What is needed:
Print this span of the material below exactly: the line with "Target: commercial building", the line with "[point] overcast grey", and every line between them, but nothing else.
Recorded information START
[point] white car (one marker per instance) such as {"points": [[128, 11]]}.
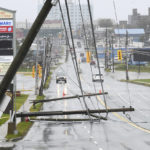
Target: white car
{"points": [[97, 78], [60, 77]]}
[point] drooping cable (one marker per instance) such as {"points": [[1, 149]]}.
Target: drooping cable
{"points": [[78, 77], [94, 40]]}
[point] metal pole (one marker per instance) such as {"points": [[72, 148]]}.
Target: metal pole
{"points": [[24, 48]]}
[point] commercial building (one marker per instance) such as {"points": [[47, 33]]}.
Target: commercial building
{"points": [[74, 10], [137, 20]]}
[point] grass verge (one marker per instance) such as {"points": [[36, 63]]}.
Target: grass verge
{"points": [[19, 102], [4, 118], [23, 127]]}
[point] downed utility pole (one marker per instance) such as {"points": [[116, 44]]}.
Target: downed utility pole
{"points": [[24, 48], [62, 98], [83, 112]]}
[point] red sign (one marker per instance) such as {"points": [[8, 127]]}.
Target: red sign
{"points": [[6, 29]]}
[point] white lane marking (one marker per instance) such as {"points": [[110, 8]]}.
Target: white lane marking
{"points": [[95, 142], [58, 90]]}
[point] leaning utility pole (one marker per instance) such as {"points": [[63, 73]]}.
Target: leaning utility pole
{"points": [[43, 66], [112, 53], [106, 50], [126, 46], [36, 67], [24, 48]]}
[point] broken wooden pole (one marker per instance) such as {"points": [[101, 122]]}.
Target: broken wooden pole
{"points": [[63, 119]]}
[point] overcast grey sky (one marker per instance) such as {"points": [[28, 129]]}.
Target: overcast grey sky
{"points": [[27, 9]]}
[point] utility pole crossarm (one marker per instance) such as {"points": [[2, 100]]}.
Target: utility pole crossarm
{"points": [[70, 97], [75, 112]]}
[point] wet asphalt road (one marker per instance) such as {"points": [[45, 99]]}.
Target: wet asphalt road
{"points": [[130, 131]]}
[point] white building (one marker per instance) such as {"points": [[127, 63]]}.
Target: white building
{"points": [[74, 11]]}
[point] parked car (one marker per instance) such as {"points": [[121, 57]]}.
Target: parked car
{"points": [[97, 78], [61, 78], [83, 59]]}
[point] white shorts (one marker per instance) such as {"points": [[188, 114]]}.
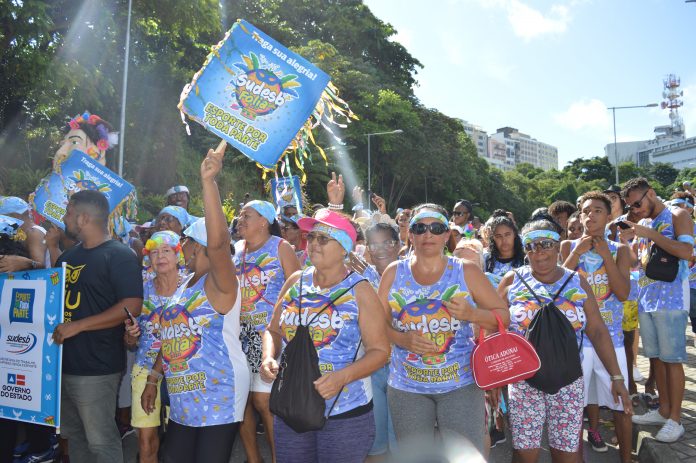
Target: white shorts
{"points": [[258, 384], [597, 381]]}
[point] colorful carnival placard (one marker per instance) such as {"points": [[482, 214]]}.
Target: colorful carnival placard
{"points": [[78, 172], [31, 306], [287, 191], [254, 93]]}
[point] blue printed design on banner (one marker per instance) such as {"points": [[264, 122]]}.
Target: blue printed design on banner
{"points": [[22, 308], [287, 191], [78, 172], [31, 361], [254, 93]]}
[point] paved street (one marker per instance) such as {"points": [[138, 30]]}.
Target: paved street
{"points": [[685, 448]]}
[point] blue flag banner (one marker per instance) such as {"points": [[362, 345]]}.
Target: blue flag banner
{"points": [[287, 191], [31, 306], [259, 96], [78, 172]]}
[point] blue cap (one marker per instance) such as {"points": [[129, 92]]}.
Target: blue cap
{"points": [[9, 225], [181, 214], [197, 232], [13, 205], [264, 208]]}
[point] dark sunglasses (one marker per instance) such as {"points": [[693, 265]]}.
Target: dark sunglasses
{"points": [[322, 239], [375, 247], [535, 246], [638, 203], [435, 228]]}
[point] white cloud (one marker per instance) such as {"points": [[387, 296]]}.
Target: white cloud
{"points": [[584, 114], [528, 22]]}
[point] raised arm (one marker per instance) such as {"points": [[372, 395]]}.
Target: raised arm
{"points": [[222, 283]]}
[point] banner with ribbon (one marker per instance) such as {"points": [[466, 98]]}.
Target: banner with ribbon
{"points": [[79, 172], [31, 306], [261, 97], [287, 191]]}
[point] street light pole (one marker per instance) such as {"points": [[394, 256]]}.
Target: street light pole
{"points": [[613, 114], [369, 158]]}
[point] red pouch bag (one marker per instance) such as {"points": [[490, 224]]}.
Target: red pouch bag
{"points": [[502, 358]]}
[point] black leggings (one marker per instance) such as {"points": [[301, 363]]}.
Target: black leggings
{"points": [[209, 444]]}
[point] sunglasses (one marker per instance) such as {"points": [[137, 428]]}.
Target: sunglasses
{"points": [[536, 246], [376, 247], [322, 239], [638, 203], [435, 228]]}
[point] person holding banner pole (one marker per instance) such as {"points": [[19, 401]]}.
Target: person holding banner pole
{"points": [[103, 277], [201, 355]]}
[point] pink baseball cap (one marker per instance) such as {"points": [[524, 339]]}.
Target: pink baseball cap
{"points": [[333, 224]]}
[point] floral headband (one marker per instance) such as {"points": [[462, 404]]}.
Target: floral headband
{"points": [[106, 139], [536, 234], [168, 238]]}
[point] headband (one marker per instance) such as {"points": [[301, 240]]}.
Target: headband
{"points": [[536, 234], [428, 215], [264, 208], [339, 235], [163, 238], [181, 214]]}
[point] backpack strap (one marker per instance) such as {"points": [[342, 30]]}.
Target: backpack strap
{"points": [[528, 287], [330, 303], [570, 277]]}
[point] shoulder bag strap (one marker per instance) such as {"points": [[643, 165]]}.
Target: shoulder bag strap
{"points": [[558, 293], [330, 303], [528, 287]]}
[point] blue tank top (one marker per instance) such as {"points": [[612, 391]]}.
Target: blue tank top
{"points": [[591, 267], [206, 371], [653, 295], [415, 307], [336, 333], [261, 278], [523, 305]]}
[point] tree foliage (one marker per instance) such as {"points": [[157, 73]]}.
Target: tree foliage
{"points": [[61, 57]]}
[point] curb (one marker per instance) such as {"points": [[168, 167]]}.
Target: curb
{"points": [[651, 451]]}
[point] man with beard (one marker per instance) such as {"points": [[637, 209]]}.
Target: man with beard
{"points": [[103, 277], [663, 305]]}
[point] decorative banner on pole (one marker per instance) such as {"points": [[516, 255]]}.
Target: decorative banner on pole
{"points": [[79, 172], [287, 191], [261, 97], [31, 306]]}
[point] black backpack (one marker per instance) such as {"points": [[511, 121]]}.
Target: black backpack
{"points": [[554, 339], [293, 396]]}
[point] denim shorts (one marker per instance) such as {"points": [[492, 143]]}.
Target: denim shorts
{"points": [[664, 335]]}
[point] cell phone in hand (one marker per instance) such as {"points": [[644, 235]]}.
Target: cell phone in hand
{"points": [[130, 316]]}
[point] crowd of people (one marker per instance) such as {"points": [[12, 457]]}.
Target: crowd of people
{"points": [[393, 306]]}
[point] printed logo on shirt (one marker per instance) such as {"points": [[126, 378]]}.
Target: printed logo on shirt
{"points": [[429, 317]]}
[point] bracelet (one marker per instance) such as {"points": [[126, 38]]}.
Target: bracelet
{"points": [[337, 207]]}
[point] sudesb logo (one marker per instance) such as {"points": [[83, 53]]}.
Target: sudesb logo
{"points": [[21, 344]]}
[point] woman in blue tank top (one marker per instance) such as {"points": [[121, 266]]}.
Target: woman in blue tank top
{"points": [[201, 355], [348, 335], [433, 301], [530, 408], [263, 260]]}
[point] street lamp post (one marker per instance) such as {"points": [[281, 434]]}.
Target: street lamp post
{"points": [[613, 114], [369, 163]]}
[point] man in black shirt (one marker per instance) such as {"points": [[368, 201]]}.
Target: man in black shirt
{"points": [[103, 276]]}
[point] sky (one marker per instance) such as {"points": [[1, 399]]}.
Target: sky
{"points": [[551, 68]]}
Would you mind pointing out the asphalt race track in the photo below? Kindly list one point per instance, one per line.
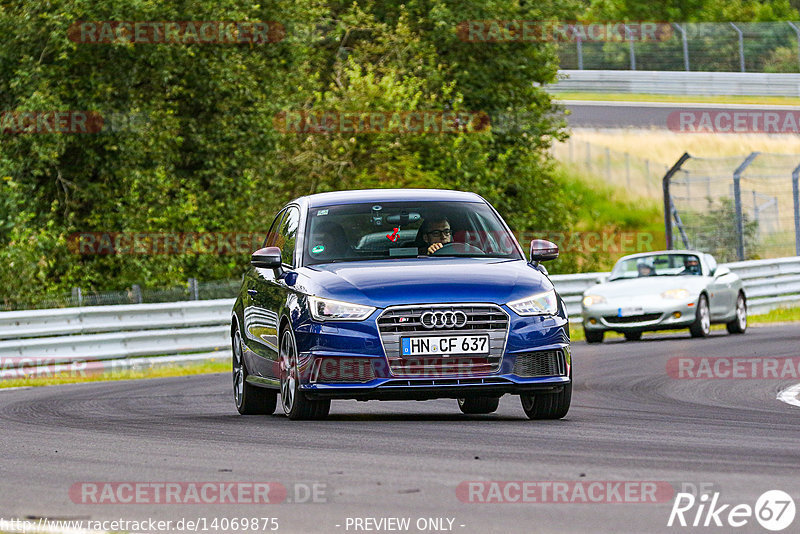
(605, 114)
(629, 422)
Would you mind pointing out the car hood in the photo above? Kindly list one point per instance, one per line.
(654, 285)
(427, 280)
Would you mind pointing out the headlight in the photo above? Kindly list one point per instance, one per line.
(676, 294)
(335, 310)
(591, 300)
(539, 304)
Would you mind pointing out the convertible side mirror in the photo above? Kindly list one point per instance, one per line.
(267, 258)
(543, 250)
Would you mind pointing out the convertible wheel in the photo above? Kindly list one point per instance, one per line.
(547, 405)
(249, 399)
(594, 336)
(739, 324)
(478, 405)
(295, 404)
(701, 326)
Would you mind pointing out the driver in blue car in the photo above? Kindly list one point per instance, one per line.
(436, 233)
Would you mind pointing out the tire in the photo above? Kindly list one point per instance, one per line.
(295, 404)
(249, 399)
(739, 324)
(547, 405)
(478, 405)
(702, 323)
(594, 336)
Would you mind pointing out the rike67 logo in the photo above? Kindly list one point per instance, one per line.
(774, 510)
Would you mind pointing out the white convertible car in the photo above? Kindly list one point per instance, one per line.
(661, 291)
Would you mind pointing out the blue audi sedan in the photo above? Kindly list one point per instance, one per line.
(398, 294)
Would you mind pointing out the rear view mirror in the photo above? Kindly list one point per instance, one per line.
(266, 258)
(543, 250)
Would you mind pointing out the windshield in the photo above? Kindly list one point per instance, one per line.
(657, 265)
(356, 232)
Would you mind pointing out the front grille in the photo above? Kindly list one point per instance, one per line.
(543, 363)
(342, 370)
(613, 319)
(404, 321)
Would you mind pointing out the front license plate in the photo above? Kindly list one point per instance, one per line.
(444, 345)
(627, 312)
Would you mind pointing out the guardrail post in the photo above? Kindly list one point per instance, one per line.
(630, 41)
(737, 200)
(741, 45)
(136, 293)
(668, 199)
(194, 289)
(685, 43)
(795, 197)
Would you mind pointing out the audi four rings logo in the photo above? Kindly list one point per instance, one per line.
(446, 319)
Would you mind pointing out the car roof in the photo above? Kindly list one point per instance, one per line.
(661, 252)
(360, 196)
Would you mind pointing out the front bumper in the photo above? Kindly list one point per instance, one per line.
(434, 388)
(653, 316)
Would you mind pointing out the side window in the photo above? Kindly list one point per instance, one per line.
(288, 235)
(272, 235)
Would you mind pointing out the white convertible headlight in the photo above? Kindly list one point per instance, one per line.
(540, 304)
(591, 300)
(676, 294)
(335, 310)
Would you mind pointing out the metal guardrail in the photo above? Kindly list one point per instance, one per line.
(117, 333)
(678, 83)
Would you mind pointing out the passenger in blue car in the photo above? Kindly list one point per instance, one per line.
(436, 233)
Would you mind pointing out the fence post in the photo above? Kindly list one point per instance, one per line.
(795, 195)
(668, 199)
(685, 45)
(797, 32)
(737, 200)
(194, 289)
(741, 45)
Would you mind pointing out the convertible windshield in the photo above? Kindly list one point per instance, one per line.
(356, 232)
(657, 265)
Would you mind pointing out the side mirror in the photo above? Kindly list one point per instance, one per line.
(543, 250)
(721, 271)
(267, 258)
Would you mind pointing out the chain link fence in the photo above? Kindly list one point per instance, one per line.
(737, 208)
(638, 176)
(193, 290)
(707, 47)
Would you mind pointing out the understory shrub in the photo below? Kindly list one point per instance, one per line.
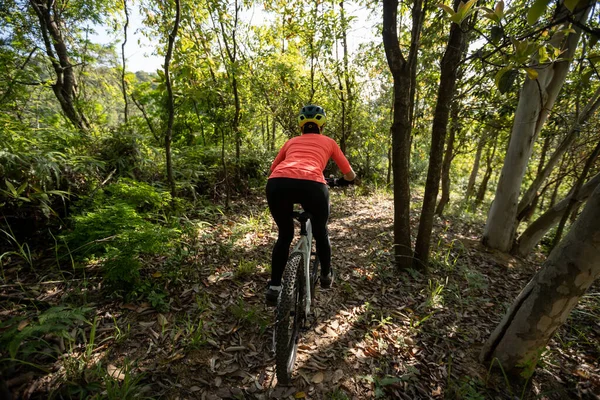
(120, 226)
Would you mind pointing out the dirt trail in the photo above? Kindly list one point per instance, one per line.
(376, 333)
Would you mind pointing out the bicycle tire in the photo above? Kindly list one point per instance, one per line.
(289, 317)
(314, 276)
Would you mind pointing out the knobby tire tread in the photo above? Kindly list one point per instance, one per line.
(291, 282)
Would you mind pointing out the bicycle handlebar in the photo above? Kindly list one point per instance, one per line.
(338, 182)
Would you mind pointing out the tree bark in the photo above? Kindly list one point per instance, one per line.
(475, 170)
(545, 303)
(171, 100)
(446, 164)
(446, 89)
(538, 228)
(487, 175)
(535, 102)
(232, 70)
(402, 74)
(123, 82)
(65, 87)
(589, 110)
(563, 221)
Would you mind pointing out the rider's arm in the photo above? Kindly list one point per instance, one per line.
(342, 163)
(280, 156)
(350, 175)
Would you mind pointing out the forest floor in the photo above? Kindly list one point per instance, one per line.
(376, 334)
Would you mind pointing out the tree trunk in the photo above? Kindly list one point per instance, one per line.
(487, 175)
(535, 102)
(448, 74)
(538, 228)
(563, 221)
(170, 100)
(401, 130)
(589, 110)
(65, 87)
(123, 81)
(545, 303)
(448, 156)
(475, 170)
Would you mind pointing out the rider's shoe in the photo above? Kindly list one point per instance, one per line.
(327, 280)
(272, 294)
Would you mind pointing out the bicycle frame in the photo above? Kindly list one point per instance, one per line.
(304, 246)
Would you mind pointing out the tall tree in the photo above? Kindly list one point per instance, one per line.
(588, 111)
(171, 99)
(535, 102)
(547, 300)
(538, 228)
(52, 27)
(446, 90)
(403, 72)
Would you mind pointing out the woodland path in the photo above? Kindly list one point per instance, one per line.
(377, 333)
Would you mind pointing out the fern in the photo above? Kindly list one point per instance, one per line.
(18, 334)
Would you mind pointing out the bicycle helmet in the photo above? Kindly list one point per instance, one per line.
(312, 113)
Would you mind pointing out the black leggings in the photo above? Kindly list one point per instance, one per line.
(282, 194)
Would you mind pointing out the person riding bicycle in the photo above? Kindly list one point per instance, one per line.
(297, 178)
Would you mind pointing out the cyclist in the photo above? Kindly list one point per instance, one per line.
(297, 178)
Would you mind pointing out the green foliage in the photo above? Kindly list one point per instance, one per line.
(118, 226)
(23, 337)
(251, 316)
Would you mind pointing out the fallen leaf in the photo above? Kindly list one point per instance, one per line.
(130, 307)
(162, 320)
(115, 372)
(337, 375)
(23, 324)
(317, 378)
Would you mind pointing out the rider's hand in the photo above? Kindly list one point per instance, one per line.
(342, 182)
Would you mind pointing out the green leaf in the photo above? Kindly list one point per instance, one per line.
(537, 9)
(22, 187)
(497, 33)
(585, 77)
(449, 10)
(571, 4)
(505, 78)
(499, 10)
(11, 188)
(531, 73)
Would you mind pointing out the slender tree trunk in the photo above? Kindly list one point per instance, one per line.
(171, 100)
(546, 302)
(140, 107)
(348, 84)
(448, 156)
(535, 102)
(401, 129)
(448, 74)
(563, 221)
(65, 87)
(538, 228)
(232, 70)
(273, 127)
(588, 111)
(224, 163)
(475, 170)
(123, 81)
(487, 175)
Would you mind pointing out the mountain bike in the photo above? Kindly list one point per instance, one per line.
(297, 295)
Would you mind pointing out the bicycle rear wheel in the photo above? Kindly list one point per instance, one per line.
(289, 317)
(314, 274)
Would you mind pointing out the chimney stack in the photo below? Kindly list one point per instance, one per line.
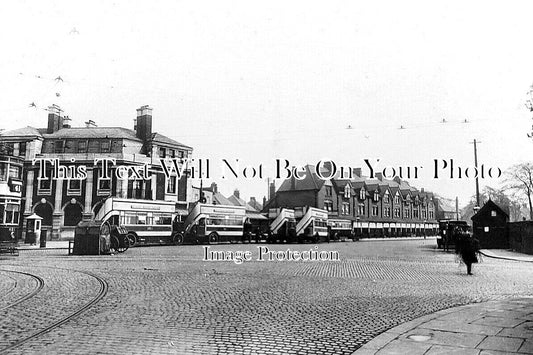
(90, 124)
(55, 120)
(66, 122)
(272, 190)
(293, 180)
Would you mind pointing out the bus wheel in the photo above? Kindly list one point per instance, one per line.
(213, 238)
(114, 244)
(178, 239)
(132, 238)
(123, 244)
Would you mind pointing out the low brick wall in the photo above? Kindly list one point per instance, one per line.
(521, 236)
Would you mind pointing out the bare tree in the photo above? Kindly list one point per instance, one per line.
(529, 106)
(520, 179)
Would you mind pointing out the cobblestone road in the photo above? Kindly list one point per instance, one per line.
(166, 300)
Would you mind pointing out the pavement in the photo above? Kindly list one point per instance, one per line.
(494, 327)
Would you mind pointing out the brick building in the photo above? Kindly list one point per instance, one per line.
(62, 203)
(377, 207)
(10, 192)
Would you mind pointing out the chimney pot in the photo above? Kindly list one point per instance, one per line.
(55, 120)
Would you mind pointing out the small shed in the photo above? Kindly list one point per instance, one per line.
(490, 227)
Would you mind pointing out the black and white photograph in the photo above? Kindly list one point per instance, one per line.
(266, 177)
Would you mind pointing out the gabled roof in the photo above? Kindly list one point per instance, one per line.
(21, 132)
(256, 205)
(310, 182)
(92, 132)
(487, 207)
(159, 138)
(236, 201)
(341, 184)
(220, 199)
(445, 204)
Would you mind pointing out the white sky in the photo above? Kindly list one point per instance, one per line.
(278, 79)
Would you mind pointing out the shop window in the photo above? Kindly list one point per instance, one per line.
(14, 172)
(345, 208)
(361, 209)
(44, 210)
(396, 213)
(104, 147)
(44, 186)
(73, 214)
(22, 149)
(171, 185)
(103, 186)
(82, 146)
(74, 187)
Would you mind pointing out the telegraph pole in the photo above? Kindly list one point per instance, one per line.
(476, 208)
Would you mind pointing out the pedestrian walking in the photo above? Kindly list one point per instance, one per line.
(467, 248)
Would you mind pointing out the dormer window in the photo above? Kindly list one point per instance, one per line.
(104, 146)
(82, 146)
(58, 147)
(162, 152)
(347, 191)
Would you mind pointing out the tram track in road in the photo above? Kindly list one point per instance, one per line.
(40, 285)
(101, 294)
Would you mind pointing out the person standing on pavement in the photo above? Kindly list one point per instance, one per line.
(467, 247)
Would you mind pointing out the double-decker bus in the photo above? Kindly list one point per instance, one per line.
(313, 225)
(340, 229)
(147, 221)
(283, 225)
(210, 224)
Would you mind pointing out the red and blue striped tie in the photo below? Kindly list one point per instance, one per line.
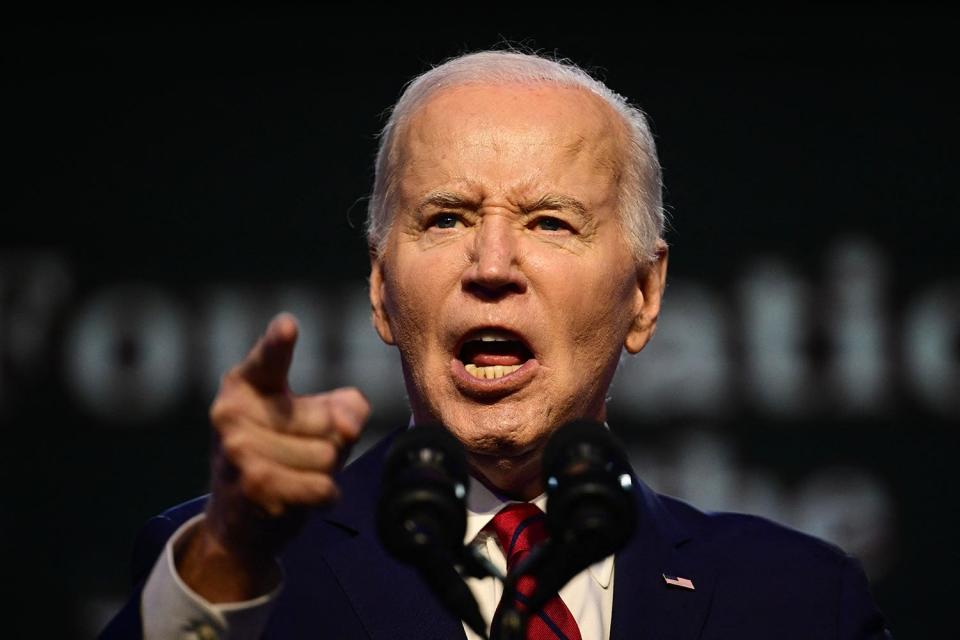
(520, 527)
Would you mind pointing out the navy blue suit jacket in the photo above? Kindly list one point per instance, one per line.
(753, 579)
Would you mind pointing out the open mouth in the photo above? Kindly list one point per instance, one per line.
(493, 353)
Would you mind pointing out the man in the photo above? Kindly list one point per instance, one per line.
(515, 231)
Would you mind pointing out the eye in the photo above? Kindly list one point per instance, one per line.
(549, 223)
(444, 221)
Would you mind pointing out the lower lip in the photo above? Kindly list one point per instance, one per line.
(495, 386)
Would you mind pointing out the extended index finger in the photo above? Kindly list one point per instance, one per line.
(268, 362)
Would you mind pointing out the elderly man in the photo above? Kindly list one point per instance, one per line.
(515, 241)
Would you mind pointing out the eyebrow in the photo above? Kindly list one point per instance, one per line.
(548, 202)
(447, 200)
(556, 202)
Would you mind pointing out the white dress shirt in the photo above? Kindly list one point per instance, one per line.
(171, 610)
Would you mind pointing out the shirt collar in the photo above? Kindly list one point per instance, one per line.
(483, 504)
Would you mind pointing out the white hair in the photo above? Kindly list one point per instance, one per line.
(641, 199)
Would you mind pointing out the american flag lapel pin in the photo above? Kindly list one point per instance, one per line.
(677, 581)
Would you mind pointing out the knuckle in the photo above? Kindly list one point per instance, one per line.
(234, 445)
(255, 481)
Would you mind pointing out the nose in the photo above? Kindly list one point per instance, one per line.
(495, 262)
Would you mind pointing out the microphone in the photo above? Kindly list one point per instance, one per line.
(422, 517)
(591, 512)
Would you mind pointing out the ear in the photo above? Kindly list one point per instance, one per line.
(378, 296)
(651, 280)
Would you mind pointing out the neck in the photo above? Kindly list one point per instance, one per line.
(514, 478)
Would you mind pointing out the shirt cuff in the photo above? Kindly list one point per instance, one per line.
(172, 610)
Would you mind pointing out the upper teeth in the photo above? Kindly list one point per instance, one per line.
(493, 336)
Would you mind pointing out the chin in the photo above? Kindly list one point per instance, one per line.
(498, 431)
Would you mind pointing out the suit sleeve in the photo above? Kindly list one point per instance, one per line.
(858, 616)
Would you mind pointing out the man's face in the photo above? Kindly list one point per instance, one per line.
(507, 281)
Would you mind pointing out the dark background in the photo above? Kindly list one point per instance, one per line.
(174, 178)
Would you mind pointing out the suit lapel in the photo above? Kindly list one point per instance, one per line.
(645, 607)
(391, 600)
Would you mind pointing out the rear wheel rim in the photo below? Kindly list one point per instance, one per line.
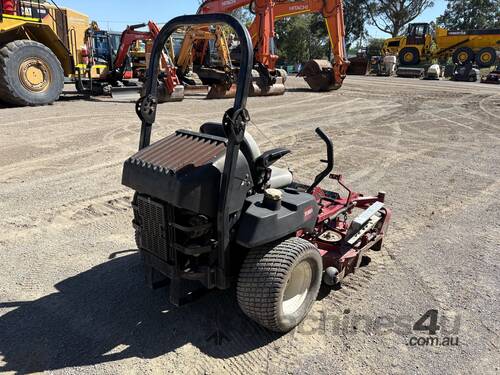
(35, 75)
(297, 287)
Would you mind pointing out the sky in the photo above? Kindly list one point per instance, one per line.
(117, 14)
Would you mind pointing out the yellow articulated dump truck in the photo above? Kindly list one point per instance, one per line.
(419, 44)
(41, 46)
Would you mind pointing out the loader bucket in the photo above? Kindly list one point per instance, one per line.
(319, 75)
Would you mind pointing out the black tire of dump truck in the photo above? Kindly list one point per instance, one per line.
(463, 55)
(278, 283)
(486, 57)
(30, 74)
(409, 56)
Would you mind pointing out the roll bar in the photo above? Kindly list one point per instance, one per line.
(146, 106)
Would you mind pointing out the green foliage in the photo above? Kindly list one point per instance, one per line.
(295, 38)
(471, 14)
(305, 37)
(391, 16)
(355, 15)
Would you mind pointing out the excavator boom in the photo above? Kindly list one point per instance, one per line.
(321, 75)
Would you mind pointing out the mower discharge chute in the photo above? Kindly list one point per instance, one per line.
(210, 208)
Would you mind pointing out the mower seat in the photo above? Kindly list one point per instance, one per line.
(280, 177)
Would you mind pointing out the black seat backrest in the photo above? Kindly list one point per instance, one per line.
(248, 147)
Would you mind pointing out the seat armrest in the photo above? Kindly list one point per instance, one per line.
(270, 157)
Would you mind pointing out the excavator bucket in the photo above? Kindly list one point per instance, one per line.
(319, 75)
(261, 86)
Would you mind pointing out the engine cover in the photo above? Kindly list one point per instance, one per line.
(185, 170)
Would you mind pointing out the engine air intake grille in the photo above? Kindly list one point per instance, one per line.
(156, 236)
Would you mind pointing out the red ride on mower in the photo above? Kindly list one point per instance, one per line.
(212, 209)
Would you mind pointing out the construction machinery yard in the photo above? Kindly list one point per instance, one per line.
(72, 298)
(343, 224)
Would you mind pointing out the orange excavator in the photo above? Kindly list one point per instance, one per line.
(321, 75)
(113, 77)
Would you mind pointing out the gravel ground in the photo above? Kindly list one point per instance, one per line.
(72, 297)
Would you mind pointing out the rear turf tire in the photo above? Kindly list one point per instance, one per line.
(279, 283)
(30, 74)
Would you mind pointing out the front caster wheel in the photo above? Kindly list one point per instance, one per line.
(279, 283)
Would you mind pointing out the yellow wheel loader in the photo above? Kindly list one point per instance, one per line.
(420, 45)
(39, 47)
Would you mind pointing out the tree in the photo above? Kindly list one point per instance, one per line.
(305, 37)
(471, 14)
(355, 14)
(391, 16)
Recorded information END
Solution for this exercise:
Target: commercial building
{"points": [[74, 10], [137, 20]]}
[point] grass verge (one marker per instance) such as {"points": [[36, 63]]}.
Target: grass verge
{"points": [[19, 102], [4, 118], [23, 127]]}
[point] downed utility pole (one marker per instance) such as {"points": [[116, 44]]}.
Target: downed utility pole
{"points": [[24, 48], [62, 98], [83, 112]]}
[point] red sign (one marker per instance) such as {"points": [[8, 127]]}.
Target: red sign
{"points": [[6, 29]]}
[point] white lane marking (one marker per instance) such as {"points": [[110, 8]]}.
Target: white lane marking
{"points": [[95, 142], [58, 90]]}
[point] leaning utility pole (one marker per instance) such as {"points": [[63, 73]]}.
Target: leaning utility pole
{"points": [[43, 66], [112, 53], [106, 50], [126, 46], [36, 67], [24, 48]]}
[point] broken wooden pole (one marker per instance) such as {"points": [[101, 122]]}.
Target: broken wooden pole
{"points": [[63, 119]]}
[point] overcast grey sky (one marker per instance) such as {"points": [[28, 129]]}.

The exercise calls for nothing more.